● Estratto del testo:
********************

Parte da Borgomanero l'appello di Toni Capuozzo per il caso di Luca Attanasio
All'incontro, moderato dal giornalista Daniele Godio, era presente anche il padre dell'ambasciatore, Salvatore Attanasio.
L'appello del giornalista Toni Capuozzo: "Verità e giustizia sull'uccisione in Congo dell'ambasciatore Luca Attanasio".
Toni Capuozzo a Borgomanero lancia l'appello per fare luce sull'uccisione di Luca Attanasio
«Continuare a ricordare non è solamente un dovere civico, ma vuol dire anche accompagnare i magistrati in un’inchiesta che non è semplice, su un agguato che ha ancora molti punti di domanda». Così il giornalista Toni Capuozzo, dal salone del collegio Don Bosco dove è intervenuto per presentare il suo ultimo libro, «Piccole patrie», è intervenuto sul caso dell’uccisione dell’ambasciatore italiano in Congo Luca Attanasio. L’inchiesta è in corso sulla morte dell’ambasciatore, ma ormai sono passati mesi e di quanto successo non si parla più. All’incontro era presente anche il padre di Attanasio, Salvatore, che ha ricordato la figura del figlio, morto a febbraio nello stato africano: «E’ stato un attacco allo Stato - così Attanasio - non una cosa da poco. Luca rappresentava l’Italia, e noi chiediamo solamente la verità. Vogliamo capire se si è trattato di un incidente, ma troppi elementi lo fanno escludere: dalle modalità con cui Luca è stato ucciso appare chiaro che cercassero proprio lui, e che non erano 4 balordi che volevano rubare i portafogli. Luca è diventato ambasciatore a 40 anni per merito e non per caso: era un gigante di umanità e generosità, nelle situazioni critiche cercava sempre di intervenire».
Il racconto della guerra: "La democrazia non la si può esportare"

********************

● Consegna: Modifica l'articolo sul caso Attanasio riportandone il passo da "Parte da Borgomanero" fino a "dell'ambasciatore, Salvatore Attanasio." compreso, con "cronista" al posto di "giornalista".

Voci di dati archiviate
********************

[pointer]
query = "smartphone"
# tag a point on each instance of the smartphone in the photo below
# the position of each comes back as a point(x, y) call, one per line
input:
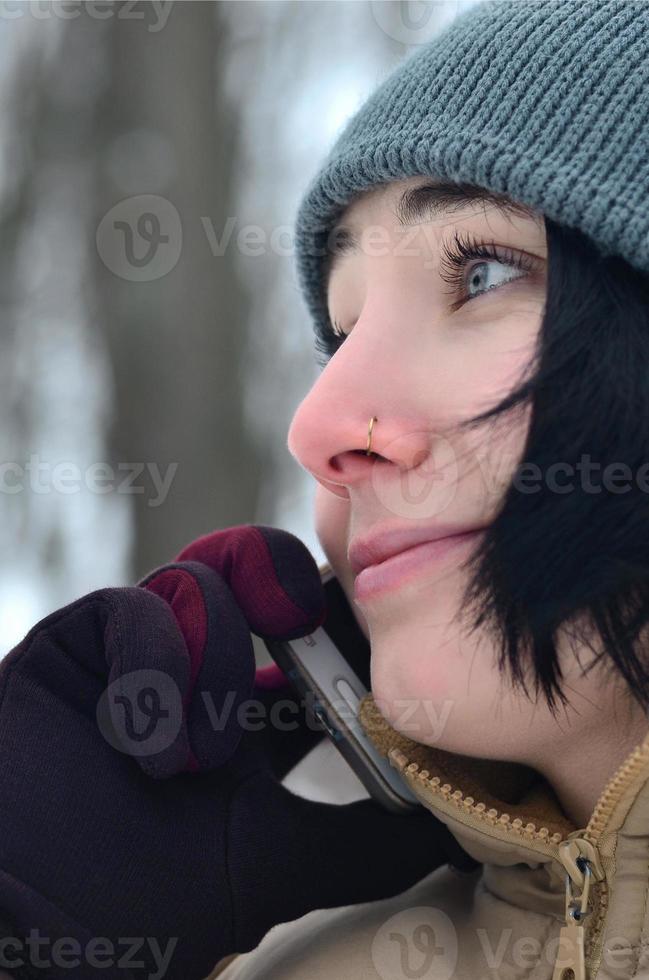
point(330, 671)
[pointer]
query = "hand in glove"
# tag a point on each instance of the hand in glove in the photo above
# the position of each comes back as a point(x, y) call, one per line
point(141, 792)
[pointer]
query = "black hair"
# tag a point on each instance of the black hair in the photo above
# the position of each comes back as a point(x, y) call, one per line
point(575, 562)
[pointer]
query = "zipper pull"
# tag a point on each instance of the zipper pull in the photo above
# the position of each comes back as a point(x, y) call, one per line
point(570, 961)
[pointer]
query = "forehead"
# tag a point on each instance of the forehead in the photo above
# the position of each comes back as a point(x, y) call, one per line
point(412, 201)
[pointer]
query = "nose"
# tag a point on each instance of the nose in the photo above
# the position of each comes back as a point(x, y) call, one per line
point(328, 435)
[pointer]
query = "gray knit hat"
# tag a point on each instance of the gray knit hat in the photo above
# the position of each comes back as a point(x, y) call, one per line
point(546, 101)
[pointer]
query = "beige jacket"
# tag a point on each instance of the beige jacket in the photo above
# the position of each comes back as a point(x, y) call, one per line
point(506, 920)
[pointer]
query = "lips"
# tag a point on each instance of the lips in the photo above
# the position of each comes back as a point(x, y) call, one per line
point(381, 545)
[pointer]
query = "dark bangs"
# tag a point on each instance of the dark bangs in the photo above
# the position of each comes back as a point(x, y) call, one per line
point(568, 554)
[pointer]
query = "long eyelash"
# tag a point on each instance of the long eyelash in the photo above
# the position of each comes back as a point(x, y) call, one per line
point(455, 256)
point(327, 342)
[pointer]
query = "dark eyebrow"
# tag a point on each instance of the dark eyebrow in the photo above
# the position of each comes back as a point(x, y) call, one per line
point(423, 203)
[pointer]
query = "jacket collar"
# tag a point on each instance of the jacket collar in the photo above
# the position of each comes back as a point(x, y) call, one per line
point(507, 816)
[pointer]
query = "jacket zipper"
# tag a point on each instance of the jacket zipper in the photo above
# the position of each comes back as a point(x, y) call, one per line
point(577, 853)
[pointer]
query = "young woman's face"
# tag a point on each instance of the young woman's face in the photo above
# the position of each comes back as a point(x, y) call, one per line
point(421, 354)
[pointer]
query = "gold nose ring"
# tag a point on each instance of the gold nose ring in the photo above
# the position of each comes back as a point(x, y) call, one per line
point(369, 435)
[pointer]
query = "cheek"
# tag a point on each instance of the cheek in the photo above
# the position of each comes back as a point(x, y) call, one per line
point(331, 516)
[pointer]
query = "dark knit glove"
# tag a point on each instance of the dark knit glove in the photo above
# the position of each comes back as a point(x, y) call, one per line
point(143, 824)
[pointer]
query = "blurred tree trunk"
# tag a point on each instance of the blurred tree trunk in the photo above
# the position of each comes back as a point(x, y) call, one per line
point(177, 343)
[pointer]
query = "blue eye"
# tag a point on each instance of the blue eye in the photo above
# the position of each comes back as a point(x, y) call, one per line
point(456, 255)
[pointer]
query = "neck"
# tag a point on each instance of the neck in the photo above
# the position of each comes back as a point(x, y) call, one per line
point(581, 760)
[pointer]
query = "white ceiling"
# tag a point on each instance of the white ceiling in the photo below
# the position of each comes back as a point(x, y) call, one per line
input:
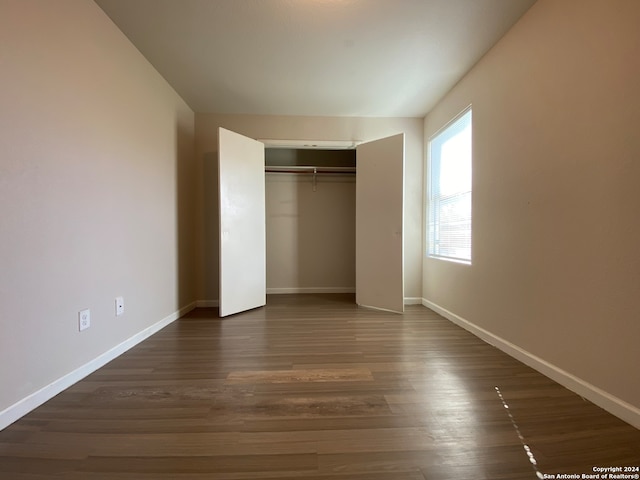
point(390, 58)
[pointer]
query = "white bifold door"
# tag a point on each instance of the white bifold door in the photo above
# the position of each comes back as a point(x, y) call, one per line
point(379, 223)
point(243, 278)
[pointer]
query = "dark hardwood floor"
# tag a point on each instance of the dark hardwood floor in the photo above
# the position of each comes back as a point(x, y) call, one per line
point(313, 387)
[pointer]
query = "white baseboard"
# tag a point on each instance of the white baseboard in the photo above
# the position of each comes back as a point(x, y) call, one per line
point(278, 291)
point(207, 303)
point(412, 301)
point(612, 404)
point(31, 402)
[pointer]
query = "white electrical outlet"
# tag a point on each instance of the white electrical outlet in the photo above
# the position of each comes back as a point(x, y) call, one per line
point(119, 306)
point(84, 319)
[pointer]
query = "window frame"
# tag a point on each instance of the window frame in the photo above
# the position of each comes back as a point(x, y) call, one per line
point(429, 193)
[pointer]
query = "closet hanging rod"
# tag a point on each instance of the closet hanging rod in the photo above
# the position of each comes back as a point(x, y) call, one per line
point(307, 169)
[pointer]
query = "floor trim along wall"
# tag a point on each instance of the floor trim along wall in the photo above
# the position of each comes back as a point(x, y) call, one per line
point(27, 404)
point(621, 409)
point(286, 290)
point(207, 304)
point(412, 301)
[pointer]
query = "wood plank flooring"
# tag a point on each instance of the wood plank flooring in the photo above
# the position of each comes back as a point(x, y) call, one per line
point(313, 387)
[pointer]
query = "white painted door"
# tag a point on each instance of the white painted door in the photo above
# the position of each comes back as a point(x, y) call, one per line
point(243, 282)
point(379, 223)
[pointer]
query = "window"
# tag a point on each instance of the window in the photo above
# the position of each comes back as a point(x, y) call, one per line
point(449, 198)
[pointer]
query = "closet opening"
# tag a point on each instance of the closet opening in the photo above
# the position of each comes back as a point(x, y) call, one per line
point(310, 203)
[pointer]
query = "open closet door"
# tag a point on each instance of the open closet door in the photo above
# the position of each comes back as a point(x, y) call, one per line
point(243, 283)
point(379, 217)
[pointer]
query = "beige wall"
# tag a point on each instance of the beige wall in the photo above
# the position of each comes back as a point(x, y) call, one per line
point(303, 128)
point(96, 198)
point(310, 234)
point(556, 199)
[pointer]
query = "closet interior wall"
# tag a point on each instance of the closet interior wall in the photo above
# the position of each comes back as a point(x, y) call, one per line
point(310, 223)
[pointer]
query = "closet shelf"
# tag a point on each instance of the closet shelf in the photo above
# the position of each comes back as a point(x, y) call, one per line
point(309, 169)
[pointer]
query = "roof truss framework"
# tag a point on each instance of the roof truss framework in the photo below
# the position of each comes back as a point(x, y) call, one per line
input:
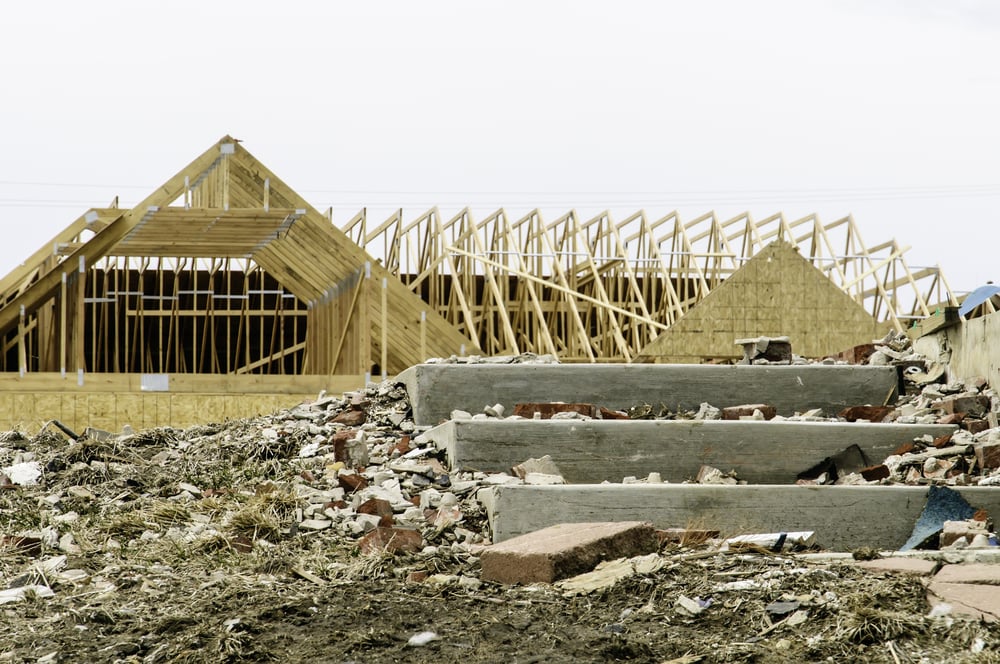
point(600, 289)
point(229, 231)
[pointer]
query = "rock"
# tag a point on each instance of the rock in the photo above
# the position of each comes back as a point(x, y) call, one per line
point(564, 550)
point(547, 411)
point(391, 540)
point(545, 465)
point(749, 410)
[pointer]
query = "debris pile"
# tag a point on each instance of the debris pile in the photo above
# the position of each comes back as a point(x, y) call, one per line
point(334, 531)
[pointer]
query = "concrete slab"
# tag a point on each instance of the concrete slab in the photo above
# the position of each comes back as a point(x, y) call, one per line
point(983, 573)
point(907, 566)
point(975, 601)
point(597, 450)
point(437, 389)
point(843, 517)
point(564, 550)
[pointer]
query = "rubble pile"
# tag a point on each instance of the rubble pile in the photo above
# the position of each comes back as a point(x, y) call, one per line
point(334, 531)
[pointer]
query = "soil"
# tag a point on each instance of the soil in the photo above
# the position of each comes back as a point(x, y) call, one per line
point(169, 546)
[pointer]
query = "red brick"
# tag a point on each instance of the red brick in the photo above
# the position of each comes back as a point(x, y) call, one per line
point(27, 546)
point(351, 418)
point(565, 550)
point(608, 414)
point(392, 540)
point(857, 355)
point(975, 426)
point(241, 544)
point(975, 406)
point(380, 508)
point(736, 412)
point(942, 441)
point(875, 473)
point(908, 566)
point(403, 446)
point(978, 383)
point(976, 601)
point(547, 410)
point(352, 482)
point(339, 441)
point(870, 413)
point(418, 576)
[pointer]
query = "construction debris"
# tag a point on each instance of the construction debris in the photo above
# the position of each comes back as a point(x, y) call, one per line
point(208, 539)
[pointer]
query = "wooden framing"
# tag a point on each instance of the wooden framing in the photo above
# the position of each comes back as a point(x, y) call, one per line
point(602, 290)
point(776, 293)
point(224, 270)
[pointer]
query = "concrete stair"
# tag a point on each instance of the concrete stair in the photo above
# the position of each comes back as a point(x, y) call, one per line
point(769, 455)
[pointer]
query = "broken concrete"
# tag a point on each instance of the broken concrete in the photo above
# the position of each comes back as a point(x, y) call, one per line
point(843, 517)
point(597, 450)
point(435, 390)
point(564, 550)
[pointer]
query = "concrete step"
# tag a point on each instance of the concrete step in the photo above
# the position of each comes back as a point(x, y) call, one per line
point(843, 517)
point(592, 451)
point(437, 389)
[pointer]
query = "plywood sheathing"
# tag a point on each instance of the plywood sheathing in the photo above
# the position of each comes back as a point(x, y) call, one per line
point(776, 293)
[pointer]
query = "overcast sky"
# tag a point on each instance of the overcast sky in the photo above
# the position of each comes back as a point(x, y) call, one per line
point(889, 110)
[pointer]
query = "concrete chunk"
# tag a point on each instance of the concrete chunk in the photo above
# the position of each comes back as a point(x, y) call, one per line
point(597, 450)
point(976, 601)
point(908, 566)
point(436, 389)
point(982, 573)
point(843, 517)
point(565, 550)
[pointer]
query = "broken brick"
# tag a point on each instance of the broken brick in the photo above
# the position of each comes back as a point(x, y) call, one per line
point(377, 507)
point(339, 441)
point(417, 576)
point(857, 355)
point(241, 544)
point(547, 410)
point(976, 406)
point(747, 410)
point(26, 546)
point(685, 536)
point(608, 414)
point(565, 550)
point(975, 426)
point(403, 446)
point(351, 418)
point(391, 540)
point(900, 565)
point(352, 482)
point(905, 448)
point(870, 413)
point(875, 473)
point(988, 455)
point(942, 441)
point(953, 531)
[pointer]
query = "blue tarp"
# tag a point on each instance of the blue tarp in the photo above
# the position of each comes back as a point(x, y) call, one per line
point(977, 297)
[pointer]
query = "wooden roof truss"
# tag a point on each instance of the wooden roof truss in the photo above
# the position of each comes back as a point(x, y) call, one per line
point(599, 289)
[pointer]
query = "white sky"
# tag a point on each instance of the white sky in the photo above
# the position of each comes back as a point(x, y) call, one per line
point(889, 110)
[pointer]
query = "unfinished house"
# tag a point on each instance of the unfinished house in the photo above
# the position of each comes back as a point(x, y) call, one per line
point(222, 294)
point(776, 293)
point(604, 290)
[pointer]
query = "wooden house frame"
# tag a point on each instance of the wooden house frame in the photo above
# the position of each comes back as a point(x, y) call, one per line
point(223, 282)
point(598, 289)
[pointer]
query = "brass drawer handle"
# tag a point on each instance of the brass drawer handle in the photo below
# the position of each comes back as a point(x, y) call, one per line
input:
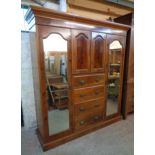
point(97, 79)
point(95, 118)
point(82, 109)
point(97, 92)
point(82, 82)
point(96, 105)
point(82, 122)
point(83, 95)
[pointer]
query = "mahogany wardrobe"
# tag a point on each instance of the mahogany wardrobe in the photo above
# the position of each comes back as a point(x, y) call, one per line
point(78, 68)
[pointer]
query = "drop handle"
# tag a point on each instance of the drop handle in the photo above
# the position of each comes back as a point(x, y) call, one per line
point(96, 118)
point(82, 109)
point(97, 105)
point(82, 82)
point(83, 95)
point(82, 122)
point(97, 79)
point(97, 92)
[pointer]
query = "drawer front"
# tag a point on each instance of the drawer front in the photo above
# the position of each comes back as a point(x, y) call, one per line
point(91, 118)
point(83, 108)
point(87, 80)
point(85, 94)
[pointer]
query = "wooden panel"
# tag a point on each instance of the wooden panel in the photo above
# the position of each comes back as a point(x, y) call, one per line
point(91, 118)
point(83, 108)
point(80, 51)
point(87, 80)
point(84, 94)
point(98, 47)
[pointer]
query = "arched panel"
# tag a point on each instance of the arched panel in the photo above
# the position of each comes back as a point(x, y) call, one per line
point(80, 51)
point(98, 51)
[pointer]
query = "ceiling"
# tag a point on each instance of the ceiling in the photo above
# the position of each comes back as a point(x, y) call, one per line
point(102, 9)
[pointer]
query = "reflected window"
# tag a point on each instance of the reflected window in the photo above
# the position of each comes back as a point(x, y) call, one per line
point(55, 56)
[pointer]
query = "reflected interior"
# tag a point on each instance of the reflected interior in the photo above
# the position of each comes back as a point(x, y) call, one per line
point(55, 56)
point(113, 77)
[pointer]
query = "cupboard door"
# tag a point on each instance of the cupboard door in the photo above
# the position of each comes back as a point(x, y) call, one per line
point(80, 51)
point(98, 48)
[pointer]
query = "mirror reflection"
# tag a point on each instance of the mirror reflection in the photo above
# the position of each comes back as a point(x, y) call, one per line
point(55, 56)
point(115, 49)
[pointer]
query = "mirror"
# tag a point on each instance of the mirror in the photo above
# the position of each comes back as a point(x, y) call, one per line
point(55, 57)
point(113, 86)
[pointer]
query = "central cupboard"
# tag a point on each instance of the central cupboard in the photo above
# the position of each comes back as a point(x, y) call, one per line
point(77, 68)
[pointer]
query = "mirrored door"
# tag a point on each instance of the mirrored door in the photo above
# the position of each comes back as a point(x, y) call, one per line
point(114, 69)
point(57, 86)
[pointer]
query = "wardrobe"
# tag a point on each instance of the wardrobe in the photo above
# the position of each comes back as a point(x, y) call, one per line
point(128, 87)
point(78, 69)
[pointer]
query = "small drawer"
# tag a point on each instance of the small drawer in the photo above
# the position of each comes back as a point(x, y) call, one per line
point(87, 120)
point(82, 108)
point(87, 80)
point(86, 94)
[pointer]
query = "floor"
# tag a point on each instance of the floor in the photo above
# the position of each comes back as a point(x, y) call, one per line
point(112, 107)
point(116, 139)
point(58, 120)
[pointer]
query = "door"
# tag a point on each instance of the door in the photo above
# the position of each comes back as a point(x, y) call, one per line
point(80, 51)
point(114, 72)
point(54, 46)
point(98, 47)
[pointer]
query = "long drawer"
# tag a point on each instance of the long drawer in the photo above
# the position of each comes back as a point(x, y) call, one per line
point(91, 118)
point(85, 94)
point(88, 80)
point(84, 108)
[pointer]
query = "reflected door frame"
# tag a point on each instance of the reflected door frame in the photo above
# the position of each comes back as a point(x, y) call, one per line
point(122, 40)
point(44, 32)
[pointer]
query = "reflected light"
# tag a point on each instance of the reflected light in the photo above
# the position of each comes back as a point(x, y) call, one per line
point(55, 43)
point(115, 45)
point(77, 24)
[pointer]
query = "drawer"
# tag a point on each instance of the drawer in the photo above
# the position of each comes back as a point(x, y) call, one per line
point(92, 118)
point(83, 108)
point(87, 80)
point(89, 93)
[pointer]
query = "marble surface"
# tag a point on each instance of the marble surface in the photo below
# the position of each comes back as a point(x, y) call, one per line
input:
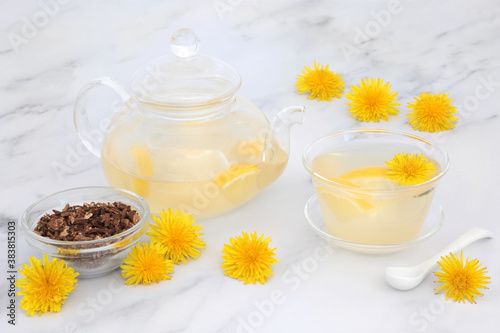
point(51, 48)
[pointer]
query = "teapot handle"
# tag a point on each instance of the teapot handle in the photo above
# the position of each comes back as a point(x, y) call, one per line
point(91, 132)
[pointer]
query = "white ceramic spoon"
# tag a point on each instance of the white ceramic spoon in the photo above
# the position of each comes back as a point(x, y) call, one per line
point(406, 278)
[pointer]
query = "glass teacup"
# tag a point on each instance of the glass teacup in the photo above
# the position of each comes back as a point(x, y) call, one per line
point(358, 201)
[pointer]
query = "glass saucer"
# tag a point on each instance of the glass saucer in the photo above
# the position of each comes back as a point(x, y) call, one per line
point(432, 224)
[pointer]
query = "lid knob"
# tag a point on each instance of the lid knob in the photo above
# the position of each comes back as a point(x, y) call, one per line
point(184, 43)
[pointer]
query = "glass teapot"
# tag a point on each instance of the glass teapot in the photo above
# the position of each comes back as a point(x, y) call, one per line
point(183, 139)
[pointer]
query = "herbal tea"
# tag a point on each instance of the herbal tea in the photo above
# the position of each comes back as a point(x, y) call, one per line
point(203, 182)
point(360, 204)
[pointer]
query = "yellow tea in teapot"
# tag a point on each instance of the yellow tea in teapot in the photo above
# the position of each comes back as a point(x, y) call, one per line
point(206, 179)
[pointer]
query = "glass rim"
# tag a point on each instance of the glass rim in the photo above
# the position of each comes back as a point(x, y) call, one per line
point(307, 163)
point(121, 236)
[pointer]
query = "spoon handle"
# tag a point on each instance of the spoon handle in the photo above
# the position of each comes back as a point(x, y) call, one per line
point(468, 237)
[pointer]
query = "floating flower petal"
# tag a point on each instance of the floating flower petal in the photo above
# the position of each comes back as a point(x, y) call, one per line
point(410, 169)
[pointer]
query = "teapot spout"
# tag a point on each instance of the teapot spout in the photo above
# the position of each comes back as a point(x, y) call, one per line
point(277, 144)
point(280, 128)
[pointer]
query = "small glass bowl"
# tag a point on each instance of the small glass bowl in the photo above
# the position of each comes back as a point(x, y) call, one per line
point(433, 222)
point(89, 258)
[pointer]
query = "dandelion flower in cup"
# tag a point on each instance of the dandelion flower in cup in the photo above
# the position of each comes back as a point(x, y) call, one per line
point(410, 169)
point(461, 281)
point(248, 259)
point(46, 285)
point(432, 113)
point(145, 264)
point(372, 100)
point(320, 82)
point(178, 235)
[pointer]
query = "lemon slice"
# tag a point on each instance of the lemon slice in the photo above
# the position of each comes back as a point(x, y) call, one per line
point(369, 178)
point(239, 182)
point(249, 148)
point(141, 186)
point(345, 208)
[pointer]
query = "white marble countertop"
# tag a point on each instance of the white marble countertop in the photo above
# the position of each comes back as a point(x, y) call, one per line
point(50, 48)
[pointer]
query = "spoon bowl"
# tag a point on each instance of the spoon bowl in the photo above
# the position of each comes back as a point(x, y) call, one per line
point(406, 278)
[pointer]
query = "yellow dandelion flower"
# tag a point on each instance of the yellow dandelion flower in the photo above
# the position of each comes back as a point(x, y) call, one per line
point(46, 285)
point(248, 259)
point(178, 235)
point(372, 100)
point(432, 113)
point(461, 281)
point(410, 169)
point(320, 82)
point(145, 264)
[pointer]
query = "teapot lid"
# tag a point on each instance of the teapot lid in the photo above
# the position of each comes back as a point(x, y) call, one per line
point(185, 78)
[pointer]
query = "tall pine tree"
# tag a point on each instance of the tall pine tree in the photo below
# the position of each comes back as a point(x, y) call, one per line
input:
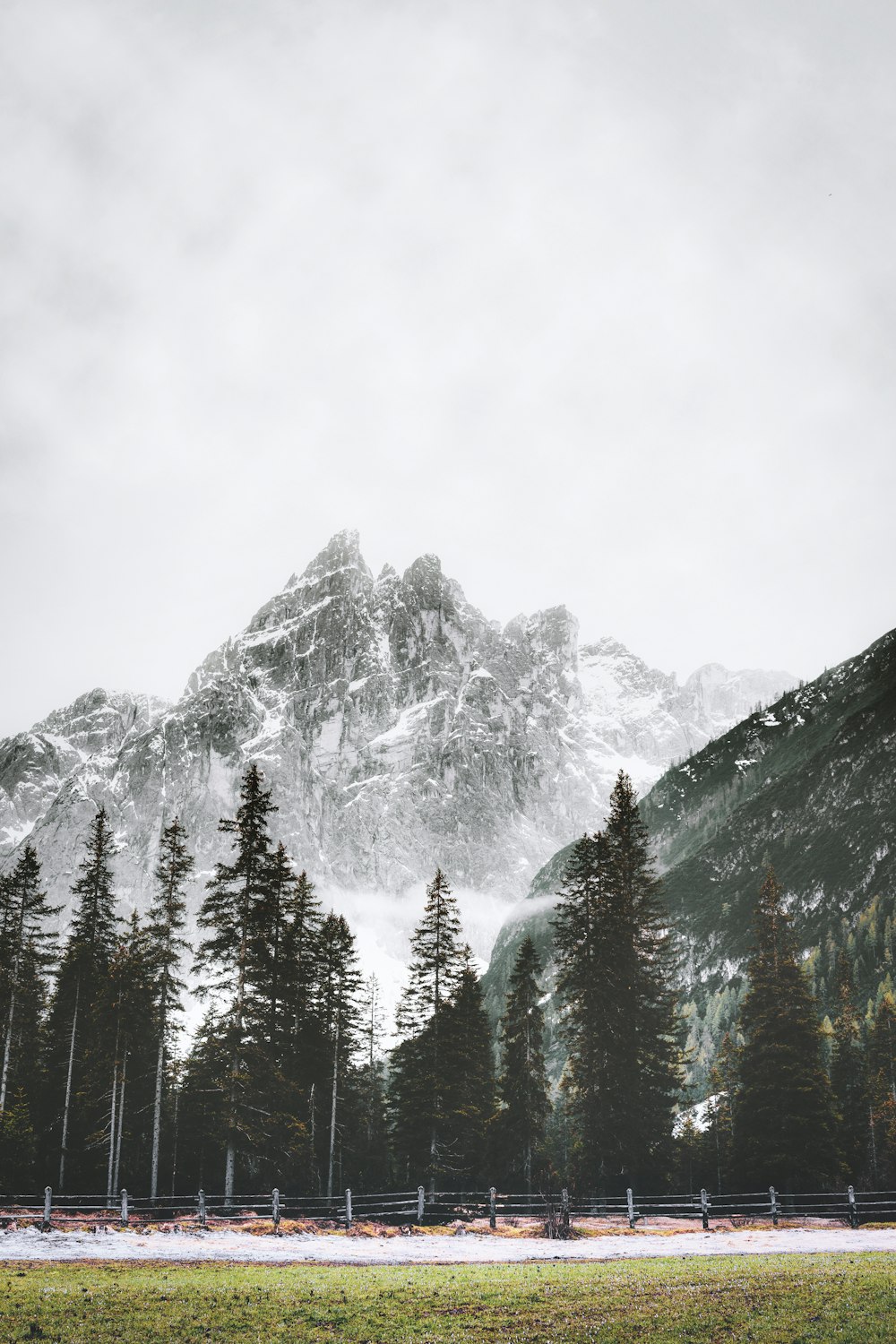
point(614, 984)
point(26, 954)
point(228, 954)
point(417, 1081)
point(80, 1039)
point(848, 1078)
point(522, 1086)
point(166, 946)
point(783, 1120)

********************

● Risposta:
Parte da Borgomanero l'appello di Toni Capuozzo per il caso di Luca Attanasio
All'incontro, moderato dal cronista Daniele Godio, era presente anche il padre dell'ambasciatore, Salvatore Attanasio.